#### PROVIDED PASSAGE:
•••••
Given recent incidents with the first known Mac ransomware, and the problem we had recently with a customer who had PCs connected to their Mac server, let’s take a minute to talk about ransomware in general.
Ransomware is somewhat unique among types of malware in that it is not attacking the OS, not trying to install anything, and not trying to hide. It is attacking the user’s actual data files. That means it needs no higher privileges than what the users themselves have. Once run, it merely scans the user’s home directory and any mounted drives (including network shares), then encrypts anything that looks like a data file (.docx, .pdf, .jpg, etc). It deliberately does NOT disturb the OS or any other files that would prevent the user from using the computer, as this would prevent them from getting paid, which is the entire point.
Given that all the ransomware doing is accessing files the user normally has access to, then modifying them, it’s not necessarily doing anything “virus-like”. Therefore, the heuristics that modern anti virus products are so proud of will likely not catch it unless they have a definition for that particular variant of the binary. This is a big problem, since as recent targeted attacks against several hospitals have proven, anti virus is NOT catching these things. All it needs is a vector to get in and get running, and the client’s data is toast.
•••••
#### SUPPLIED MATERIAL:

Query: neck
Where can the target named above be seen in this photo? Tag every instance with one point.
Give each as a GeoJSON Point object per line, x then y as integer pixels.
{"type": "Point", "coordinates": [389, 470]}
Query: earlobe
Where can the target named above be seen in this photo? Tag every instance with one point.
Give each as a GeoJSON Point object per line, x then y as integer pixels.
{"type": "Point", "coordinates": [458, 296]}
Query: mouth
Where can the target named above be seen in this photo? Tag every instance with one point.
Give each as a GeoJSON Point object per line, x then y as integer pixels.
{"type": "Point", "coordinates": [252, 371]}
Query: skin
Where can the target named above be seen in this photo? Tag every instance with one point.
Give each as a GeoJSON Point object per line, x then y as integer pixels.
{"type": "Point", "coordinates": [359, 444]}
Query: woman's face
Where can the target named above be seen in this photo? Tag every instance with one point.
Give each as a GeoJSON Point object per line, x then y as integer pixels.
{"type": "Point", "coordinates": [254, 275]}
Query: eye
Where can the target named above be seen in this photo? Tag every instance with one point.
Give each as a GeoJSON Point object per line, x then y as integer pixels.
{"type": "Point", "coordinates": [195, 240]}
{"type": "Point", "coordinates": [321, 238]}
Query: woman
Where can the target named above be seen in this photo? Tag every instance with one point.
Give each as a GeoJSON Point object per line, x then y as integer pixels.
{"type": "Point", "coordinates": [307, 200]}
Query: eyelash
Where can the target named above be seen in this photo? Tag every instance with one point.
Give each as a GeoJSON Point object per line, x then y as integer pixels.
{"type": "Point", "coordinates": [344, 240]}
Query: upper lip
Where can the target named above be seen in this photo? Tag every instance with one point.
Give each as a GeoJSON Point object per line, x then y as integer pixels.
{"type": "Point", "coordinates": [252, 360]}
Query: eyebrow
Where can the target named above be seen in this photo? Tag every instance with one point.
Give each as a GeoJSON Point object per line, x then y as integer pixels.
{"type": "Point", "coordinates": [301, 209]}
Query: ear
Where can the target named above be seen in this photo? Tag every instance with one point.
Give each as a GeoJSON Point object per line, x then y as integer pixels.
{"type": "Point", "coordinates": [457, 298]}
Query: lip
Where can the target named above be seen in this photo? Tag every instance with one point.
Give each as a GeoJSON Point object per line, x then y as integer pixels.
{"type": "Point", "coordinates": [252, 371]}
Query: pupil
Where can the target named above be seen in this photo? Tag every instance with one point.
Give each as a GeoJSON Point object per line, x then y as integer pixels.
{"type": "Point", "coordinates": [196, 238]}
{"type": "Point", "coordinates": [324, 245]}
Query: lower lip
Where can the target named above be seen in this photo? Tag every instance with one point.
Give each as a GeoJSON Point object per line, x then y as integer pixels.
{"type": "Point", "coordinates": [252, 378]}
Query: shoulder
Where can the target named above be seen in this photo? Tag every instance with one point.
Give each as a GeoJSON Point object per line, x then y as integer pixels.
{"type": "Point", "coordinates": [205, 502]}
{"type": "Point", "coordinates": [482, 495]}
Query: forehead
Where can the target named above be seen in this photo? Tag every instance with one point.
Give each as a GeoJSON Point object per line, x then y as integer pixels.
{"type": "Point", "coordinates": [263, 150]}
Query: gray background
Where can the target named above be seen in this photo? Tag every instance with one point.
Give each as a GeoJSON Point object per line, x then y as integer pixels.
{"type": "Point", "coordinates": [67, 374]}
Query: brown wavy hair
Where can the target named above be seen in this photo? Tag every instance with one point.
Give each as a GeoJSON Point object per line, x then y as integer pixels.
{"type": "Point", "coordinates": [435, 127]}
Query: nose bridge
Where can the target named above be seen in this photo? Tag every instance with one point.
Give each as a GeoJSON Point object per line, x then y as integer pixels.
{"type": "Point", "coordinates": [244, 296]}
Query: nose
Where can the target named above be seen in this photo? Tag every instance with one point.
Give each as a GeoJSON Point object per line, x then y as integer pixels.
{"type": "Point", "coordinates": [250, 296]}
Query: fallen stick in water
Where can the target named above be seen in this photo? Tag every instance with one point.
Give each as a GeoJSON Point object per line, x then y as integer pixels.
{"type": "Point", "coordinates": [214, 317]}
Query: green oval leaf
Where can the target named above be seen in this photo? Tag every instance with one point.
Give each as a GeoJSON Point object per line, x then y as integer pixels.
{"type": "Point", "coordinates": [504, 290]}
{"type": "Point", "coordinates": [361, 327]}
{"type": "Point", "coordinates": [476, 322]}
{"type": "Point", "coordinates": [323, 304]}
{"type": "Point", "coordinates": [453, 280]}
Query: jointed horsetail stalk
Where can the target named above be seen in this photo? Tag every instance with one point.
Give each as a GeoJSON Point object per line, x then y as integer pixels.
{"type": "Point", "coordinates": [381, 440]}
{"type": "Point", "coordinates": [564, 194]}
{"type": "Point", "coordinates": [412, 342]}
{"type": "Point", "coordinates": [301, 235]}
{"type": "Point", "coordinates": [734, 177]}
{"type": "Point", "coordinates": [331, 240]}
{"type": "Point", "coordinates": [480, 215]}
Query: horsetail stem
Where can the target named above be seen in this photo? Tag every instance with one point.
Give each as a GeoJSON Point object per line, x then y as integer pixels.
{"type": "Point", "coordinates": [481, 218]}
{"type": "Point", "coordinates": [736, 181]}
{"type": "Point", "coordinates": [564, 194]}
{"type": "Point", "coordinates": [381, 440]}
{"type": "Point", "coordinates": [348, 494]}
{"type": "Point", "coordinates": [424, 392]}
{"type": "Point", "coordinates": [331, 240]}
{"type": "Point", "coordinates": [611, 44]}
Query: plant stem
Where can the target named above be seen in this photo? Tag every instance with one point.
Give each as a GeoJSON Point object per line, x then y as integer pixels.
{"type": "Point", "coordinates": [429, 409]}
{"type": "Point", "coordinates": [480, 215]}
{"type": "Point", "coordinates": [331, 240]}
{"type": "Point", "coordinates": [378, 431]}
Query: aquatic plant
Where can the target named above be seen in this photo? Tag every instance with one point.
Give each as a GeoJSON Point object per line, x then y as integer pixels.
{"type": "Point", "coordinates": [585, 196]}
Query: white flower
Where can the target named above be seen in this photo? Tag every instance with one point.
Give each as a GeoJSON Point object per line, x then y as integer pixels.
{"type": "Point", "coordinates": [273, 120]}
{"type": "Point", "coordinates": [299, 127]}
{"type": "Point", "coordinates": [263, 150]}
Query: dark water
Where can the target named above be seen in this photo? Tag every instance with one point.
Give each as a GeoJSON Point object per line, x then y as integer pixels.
•••••
#### WHAT YOU SHOULD DO:
Return the part of the ransomware text from "Given that all" up to and including "data is toast.", copied word for word. Rely only on the ransomware text for what follows.

#### ANSWER TO THE PROBLEM:
Given that all the ransomware doing is accessing files the user normally has access to, then modifying them, it’s not necessarily doing anything “virus-like”. Therefore, the heuristics that modern anti virus products are so proud of will likely not catch it unless they have a definition for that particular variant of the binary. This is a big problem, since as recent targeted attacks against several hospitals have proven, anti virus is NOT catching these things. All it needs is a vector to get in and get running, and the client’s data is toast.